About this exercise
The answer should hold exactly the lines of the entries below from the one containing "of the man in" through the last line, both included.

===============

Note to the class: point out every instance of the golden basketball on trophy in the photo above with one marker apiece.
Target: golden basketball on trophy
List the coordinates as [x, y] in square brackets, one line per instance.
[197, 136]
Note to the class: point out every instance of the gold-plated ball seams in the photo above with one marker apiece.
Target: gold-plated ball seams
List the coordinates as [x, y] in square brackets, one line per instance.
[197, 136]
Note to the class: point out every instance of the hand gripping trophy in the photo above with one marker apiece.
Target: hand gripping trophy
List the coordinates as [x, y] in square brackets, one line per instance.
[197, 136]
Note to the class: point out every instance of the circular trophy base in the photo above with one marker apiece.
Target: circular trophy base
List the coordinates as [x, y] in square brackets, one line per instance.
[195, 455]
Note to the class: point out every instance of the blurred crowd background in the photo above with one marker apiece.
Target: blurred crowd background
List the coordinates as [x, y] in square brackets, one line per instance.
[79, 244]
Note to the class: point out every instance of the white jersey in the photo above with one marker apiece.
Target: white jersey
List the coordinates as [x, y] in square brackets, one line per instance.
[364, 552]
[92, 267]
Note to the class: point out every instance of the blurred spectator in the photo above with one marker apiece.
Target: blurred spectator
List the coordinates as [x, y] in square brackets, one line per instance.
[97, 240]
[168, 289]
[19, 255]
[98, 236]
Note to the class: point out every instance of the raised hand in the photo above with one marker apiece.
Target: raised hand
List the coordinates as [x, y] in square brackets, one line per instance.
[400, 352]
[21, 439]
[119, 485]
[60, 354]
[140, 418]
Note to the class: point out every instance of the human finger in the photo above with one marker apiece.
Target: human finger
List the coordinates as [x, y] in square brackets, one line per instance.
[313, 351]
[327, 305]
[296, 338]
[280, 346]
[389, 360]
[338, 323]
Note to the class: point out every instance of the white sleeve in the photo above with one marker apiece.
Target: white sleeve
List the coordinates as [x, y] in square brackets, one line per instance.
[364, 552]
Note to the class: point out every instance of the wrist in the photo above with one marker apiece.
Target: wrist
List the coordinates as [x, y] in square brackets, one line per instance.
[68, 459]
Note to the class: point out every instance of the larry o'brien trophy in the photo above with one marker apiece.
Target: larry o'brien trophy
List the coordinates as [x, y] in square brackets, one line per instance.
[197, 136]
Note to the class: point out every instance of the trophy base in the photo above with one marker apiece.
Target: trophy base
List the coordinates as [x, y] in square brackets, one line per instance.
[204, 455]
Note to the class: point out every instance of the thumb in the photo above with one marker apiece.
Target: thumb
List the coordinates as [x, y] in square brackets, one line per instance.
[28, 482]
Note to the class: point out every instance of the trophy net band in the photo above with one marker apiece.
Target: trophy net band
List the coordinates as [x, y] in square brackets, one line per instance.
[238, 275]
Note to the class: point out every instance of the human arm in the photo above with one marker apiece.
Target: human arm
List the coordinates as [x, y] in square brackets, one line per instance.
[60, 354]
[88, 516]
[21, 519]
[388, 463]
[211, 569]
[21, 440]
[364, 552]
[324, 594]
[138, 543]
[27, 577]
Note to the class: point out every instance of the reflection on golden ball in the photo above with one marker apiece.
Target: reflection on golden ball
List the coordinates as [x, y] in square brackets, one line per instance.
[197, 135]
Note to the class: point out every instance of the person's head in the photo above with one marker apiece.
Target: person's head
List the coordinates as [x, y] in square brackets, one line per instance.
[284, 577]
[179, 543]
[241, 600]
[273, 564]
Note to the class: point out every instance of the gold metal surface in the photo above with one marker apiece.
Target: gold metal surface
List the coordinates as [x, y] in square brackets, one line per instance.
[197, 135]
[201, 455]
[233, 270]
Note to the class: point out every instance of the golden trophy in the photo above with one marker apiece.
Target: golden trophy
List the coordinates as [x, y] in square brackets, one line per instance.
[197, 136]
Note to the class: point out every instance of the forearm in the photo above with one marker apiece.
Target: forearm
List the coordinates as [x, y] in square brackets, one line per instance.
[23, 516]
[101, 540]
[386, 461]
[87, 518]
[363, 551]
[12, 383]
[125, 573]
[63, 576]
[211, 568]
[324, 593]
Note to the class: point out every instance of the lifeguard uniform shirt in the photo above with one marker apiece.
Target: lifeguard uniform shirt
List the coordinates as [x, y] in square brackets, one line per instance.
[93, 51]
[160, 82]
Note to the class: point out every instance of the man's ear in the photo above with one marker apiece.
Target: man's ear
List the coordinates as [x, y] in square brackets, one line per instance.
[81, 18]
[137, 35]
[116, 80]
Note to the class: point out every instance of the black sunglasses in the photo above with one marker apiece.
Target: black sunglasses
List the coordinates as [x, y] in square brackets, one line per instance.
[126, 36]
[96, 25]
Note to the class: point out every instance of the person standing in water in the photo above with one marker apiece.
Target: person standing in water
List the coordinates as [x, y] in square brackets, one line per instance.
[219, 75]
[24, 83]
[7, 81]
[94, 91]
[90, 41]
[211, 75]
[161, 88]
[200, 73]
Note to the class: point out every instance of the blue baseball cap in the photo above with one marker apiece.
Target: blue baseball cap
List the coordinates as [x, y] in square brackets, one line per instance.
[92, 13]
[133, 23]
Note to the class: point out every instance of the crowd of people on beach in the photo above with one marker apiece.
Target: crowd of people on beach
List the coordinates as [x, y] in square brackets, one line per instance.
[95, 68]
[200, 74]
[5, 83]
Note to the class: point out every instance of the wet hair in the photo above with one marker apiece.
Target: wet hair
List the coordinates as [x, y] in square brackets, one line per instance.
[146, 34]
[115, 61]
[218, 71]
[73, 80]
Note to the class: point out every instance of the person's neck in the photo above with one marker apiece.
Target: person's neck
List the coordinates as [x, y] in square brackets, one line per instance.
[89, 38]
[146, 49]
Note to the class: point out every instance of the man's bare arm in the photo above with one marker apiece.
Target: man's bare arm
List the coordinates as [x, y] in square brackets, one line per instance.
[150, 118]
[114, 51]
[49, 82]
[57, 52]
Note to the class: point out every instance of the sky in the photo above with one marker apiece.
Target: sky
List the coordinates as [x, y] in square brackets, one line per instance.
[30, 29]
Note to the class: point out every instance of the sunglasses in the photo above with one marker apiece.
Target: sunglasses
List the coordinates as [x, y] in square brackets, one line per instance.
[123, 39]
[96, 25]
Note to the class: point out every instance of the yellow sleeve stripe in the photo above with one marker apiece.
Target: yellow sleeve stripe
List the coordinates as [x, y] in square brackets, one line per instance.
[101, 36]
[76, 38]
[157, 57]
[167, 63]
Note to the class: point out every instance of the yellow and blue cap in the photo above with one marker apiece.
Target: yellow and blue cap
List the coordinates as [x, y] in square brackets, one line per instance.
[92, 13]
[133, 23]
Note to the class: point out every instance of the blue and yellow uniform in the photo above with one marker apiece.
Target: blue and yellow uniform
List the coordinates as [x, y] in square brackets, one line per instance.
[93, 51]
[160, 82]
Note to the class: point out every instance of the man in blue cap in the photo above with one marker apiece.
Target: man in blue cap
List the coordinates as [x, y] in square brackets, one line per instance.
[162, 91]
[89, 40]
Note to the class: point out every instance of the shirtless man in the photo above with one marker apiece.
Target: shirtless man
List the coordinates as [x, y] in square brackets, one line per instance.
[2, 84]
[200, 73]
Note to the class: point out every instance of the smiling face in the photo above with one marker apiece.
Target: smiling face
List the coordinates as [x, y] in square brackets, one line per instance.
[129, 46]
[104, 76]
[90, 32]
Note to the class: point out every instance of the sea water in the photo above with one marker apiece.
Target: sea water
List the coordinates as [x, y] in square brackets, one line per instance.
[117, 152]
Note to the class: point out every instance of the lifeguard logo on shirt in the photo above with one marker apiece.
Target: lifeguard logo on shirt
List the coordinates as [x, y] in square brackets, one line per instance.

===============

Your response
Note to the class: point out every instance of the man in blue cap in the photo above with one marker apiece.
Target: man in blue cap
List the coordinates as [x, y] in square brackets, one line per instance.
[162, 91]
[89, 40]
Note to the class: point out every instance of the shirtless man in the photo above with one marker apiece.
Target: shirtless man
List the coordinates as [x, y] in square brackets, one line per instance.
[2, 84]
[200, 73]
Note to the class: point out every instance of the smiling face in the photo above with one marker apiece.
Target: smiling face
List the coordinates as [x, y] in square brackets, one line per instance.
[129, 46]
[104, 76]
[90, 32]
Note to the class: point out every instance of the sea water in the photo above with one marker apiece.
Target: sea water
List the coordinates as [x, y] in square brackets, one line per instance.
[117, 152]
Note to the class: point out every instance of the lifeguard logo on shirt in the photo above with one marker apiece.
Target: lifeguard logo on shirt
List the coordinates as [x, y] in square brackets, one line per instance.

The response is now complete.